## PROBLEMS AND TASKS
A - In the court opinion on taxing the accumulating fund, list every kind of institution whose personal property the cited exemption statute names.
B - Answer these questions from the court opinion on taxing the accumulating fund:
(i) Which word may extend to bodies politic and corporate?
(ii) To which institution has the property in question been assessed?
(iii) Which case does the opinion cite for the meaning of the word "property"?

| Mass. | Oct 18, 1888

0. Allen, J.

By the Pub. Sts. c. 11, § 20, cl. 6, “Personal property placed in the hands of a corporation or individual as an accumulating fund for the future benefit of heirs or other persons shall be assessed to such heirs or persons, if within the *430Commonwealth.” By the Pub. Sts, c. 3, § 3, el. 16, in the construction of statutes the word “ person ” may extend and be applied to bodies politic and corporate. Under these provisions the property in question has been assessed to the Williston Seminary, that being treated as the corporation for whose future benefit the property was held as an accumulating fund. It was perhaps assumed that the property could not be assessed to the annuitants, whose annuities were made chargeable upon the bequests to the Seminary, and that it must be assessed to the Seminary if assessed at all. The amount of the annuities would be but a small proportion of the income from the fund; and other funds were also chargeable with the payment of them, and were more than sufficient for such payment, and the income from an annuity is taxable to those entitled to receive it. Pub. Sts. c. 11, § 4.

The question therefore is, whether the property held as an accumulating fund was properly assessed to the Seminary, in view of the Pub. Sts. c. 11, § 5, cl. 3, by which the personal property of literary, benevolent, charitable, and scientific institutions, incorporated within this Commonwealth, is exempted from taxation. It is contended on the part of the respondents, that this property is not yet the property of the Seminary; that the vesting of it is expressly postponed until certain conditions precedent ar.e fulfilled; and that the possibility or probability that it will become the property of the Seminary cannot exempt it. But the statute of exemption is not limited to personal property in possession; it exempts all the personal property of such institutions, whether in possession or not. All property, real and personal, of the inhabitants of this State is taxable, except such as is expressly exempted by law; and the personal property of the enumerated institutions is expressly exempted by law. The word “ property,” in its ordinary legal signification, “ is nomen generalissimum, and extends to every species of valuable right and interest.” Boston & Lowell Railroad v. Salem & Lowell Railroad, 2 Gray, 1, 35. The right or interest which the Seminary has in this accumulating fund is properly described.as its property.

## INFORMATION PROVIDED
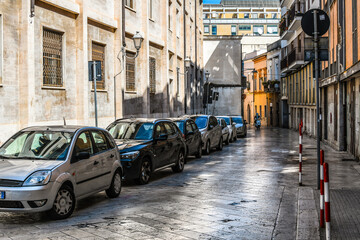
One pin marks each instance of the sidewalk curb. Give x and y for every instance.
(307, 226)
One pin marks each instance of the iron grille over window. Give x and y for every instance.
==
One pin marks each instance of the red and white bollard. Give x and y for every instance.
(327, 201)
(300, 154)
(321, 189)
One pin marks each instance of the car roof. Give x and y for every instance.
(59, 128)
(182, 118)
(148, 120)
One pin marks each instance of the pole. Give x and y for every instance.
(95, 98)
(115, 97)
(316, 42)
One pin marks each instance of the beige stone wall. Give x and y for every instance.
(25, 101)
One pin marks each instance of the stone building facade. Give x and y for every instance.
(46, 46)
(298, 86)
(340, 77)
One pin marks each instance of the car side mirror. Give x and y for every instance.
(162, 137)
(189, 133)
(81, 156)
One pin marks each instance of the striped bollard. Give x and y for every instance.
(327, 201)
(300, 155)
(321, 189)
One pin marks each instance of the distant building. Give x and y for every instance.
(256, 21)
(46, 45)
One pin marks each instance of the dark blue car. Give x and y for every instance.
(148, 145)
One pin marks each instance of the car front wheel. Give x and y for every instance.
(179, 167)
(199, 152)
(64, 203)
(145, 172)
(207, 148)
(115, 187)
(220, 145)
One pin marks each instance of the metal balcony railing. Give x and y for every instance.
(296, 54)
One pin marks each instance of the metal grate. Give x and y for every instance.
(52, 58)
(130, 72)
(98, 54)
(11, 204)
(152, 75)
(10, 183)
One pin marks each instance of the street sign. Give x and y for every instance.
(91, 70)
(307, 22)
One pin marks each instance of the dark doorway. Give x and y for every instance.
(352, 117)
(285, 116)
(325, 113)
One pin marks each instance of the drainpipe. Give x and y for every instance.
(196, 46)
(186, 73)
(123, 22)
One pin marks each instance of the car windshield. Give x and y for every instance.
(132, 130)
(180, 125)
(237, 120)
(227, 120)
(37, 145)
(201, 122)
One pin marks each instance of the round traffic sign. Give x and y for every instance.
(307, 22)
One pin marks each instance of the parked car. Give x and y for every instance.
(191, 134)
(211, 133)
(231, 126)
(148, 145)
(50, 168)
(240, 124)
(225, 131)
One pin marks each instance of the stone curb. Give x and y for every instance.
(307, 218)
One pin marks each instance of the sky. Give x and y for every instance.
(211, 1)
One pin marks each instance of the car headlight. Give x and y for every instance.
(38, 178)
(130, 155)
...
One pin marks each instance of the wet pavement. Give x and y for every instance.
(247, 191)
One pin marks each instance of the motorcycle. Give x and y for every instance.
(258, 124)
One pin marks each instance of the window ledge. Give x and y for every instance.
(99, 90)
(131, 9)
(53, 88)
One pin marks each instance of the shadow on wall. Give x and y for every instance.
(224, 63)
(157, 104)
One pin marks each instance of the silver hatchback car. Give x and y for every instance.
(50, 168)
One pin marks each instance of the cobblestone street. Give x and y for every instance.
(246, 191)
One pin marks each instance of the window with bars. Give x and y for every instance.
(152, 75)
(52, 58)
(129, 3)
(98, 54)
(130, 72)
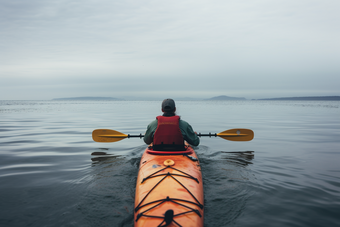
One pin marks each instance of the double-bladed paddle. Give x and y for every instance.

## ANSWERS FOR THE EXERCISE
A - Literary, benevolent, charitable, and scientific institutions.

B -
(i) The word "person."
(ii) The Williston Seminary.
(iii) Boston & Lowell Railroad v. Salem & Lowell Railroad, 2 Gray, 1, 35.